LIBS for soil test has been rapidly developed, but due to the extremely rich element content in the soil, the internal matrix structure is also quite complex [16], the physical and chemical properties are variable, and the Cd naturally is a trace element in soil [17]. That all make LIBS have poor accuracy and low repetition. Try to settle that, Liu built univariate and multivariate quantitative analysis models to research the signal enhancement of Cd in a different gas environment [18] and Sirven combined the neural network analysis to LIBS, the prediction accuracy of about 5% [19]. However, the multivariate quantitative analysis is complex and time-consuming, for it requires calculating the theoretical value of many variables. So it still needs to find a better way to improve the detection of Cd in soil.

This work proposes a concise analysis algorithm called maximum likelihood estimation to LIBS, based on the Lomakin-Schiebe formula, which could improve the analysis ability of LIBS by correcting the self-absorption effect. This paper compared with the univariate calibration model, indicate that the predicted concentration of ML estimation is more stable. And compared self-absorption calculated by measuring the half-widths of the analytical line [20], shows that the maximum likelihood method could correct the self-absorption.

2 Experimental setup

2.1 Optical detection system

Radium optoelectronics Nd:YAG laser (Dawa-300) with a center wavelength of 1064 nm, pulse width < 7 ns, and repetition rate of 1 Hz was used, The corresponding plasma emission spectra signals were collected with a lens (focal length: 8 mm) and then coupled into the fiber for preliminary acquisition analysis by using a spectrometer (Avantes, AvaSpec-ULS2048CL-7-EVO-RM, measurement range: 200–780 nm; and resolution: 0.09–0.13 nm). The laser and the spectrometer timing were controlled by the US digital delay controller DG645, which can be accurate to the picosecond scale. The sample rotary table was controlled by Daheng Optoelectronics (progressive control motor). The beam splitter by Wuhan Youguang Technology (PBP 1125-633) was used to split light and direct a portion of the light into the Israeli laser power meter NAVAII detector for real-time monitoring of energy (Fig. 1).

Fig. 1
figure 1

LIBS experimental schematic

2.2 Sample preparation

Our sample is prepared by calculating the ratio of the mass of Cd to the total mass of the sample and refers to the sample production procedure in soil technical analysis specification [22]. The experimental sample is prepared by the next step: The experimental soil was derived from the pastoral soil around the school and was naturally air dried, and screened for use with 100-mesh sieves; Used the high precision electronic balance(FA1204B, weight range: 0-120 g, precision: 0.1 mg) to weight 9.9999 g soil particles, and the particles were spiked using a 1000 μg/g GBW(E)08612 Cd standard solution at a range of 0.1–1.2 ml by the pipette, and add 10 ml deionized water, mixed the solution and soil particles sufficiently with the magnetic stirring apparatus(model: C-MAG HS7); Next, put the mixed sample to the oven with the temperature set to 353 K, and baked for 4 h until the water completely evaporated to dryness; Place the dried sample on the balance to weight for three times until the sample mass is 10 g. Finally, use a tablet press with 2000 MPa to compress the soil sample into a round cake shape. the soil sample containing the gradient concentration Cd is shown in Table 1; the correction set sample is #C1–#C9, the test set sample is #VC1–#VC3:

Table 1 Reference content of Cd in experimental samples

3 Results and discussion

3.1 Feature line and line selection

A glass substrate was placed with 1000 μg/g pure Cd solution and baked in the oven at 333 K for 6 h to obtain a pure Cd characteristic peak, as shown in Fig. 2a. The spectrum was at Cd II 214.41 nm, Cd II 226.50 nm, and Cd II 228.80 nm. The intensity of the three spectral lines is higher and the interference is lower. However, the line interference is more serious at Cd II 226.50 nm and Cd II 228.80 nm, and the overlapping of characteristic peaks of different elements makes the line difficult to distinguish, as shown in Fig. 2b. This result can be attributed to the rich content of elements in the soil. Therefore, the Cd II 214.41 nm characteristic peak was selected for this experiment.
________
_DIRECTION A_
Copy verbatim the stretch of the records from the line containing "Where can the blue" through the end of the records.
________
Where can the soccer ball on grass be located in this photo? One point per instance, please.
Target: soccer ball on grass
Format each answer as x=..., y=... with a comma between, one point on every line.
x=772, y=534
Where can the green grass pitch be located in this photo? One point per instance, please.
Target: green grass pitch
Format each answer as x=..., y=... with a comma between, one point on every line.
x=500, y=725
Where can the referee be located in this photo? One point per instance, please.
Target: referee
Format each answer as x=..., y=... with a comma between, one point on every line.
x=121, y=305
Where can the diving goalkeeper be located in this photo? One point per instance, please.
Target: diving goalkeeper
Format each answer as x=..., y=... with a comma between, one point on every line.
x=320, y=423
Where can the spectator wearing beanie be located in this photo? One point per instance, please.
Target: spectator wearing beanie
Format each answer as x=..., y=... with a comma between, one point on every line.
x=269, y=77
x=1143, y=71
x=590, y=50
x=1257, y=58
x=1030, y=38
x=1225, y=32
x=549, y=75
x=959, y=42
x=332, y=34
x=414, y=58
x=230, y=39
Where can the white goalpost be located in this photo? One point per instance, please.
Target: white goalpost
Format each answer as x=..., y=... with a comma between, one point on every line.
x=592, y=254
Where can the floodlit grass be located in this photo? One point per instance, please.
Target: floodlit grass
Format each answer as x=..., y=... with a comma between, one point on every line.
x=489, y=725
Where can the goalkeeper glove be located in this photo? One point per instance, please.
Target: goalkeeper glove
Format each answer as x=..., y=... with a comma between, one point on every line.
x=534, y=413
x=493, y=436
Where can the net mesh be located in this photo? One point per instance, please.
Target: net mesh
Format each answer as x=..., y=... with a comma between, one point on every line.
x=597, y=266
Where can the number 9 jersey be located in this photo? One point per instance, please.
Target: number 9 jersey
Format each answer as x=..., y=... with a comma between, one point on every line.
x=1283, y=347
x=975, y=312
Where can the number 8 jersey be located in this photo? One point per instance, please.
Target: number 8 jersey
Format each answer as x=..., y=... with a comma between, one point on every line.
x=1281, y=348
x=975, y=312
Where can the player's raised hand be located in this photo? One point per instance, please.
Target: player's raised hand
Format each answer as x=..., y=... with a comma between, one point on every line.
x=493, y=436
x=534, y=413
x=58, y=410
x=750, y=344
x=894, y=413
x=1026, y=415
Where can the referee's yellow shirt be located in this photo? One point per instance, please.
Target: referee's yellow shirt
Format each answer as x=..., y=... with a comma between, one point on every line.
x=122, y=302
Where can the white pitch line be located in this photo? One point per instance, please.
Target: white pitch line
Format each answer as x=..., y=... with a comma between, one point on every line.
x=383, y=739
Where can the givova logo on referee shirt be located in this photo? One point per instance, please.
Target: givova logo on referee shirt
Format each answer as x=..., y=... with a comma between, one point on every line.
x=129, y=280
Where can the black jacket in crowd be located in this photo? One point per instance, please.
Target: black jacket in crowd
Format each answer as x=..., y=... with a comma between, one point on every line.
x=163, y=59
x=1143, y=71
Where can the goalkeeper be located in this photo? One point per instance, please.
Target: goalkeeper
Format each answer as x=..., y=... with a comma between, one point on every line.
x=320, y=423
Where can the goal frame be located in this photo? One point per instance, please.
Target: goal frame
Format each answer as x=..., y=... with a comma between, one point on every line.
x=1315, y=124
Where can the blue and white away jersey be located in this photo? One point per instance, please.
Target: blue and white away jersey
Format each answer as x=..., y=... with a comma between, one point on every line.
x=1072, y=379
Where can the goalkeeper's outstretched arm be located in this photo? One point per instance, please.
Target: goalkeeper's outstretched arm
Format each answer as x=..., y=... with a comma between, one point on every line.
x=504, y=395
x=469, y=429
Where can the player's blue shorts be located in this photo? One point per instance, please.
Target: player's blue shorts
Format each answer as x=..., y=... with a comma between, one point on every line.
________
_DIRECTION B_
Repeat word for word the stretch of the LIBS soil-analysis text from "Radium optoelectronics Nd:YAG" through "of energy (Fig. 1).".

_WORKED ANSWER A_
Where can the blue and white away jersey be located in this photo? One point per instance, please.
Target: blue and white away jersey
Format each answer as x=..., y=... with a comma between, one point on every line.
x=1072, y=379
Where can the goalkeeper's outstretched arm be located in this photo? One point per instance, please.
Target: goalkeeper's outstretched arm
Format each answer as x=..., y=... with a comma between, one point on every line.
x=504, y=395
x=469, y=429
Where can the player's blue shorts be located in this photo? One point per instance, please.
Target: player's blue shorts
Format each answer as x=..., y=... with a comma between, one point on every line.

_WORKED ANSWER B_
Radium optoelectronics Nd:YAG laser (Dawa-300) with a center wavelength of 1064 nm, pulse width < 7 ns, and repetition rate of 1 Hz was used, The corresponding plasma emission spectra signals were collected with a lens (focal length: 8 mm) and then coupled into the fiber for preliminary acquisition analysis by using a spectrometer (Avantes, AvaSpec-ULS2048CL-7-EVO-RM, measurement range: 200–780 nm; and resolution: 0.09–0.13 nm). The laser and the spectrometer timing were controlled by the US digital delay controller DG645, which can be accurate to the picosecond scale. The sample rotary table was controlled by Daheng Optoelectronics (progressive control motor). The beam splitter by Wuhan Youguang Technology (PBP 1125-633) was used to split light and direct a portion of the light into the Israeli laser power meter NAVAII detector for real-time monitoring of energy (Fig. 1).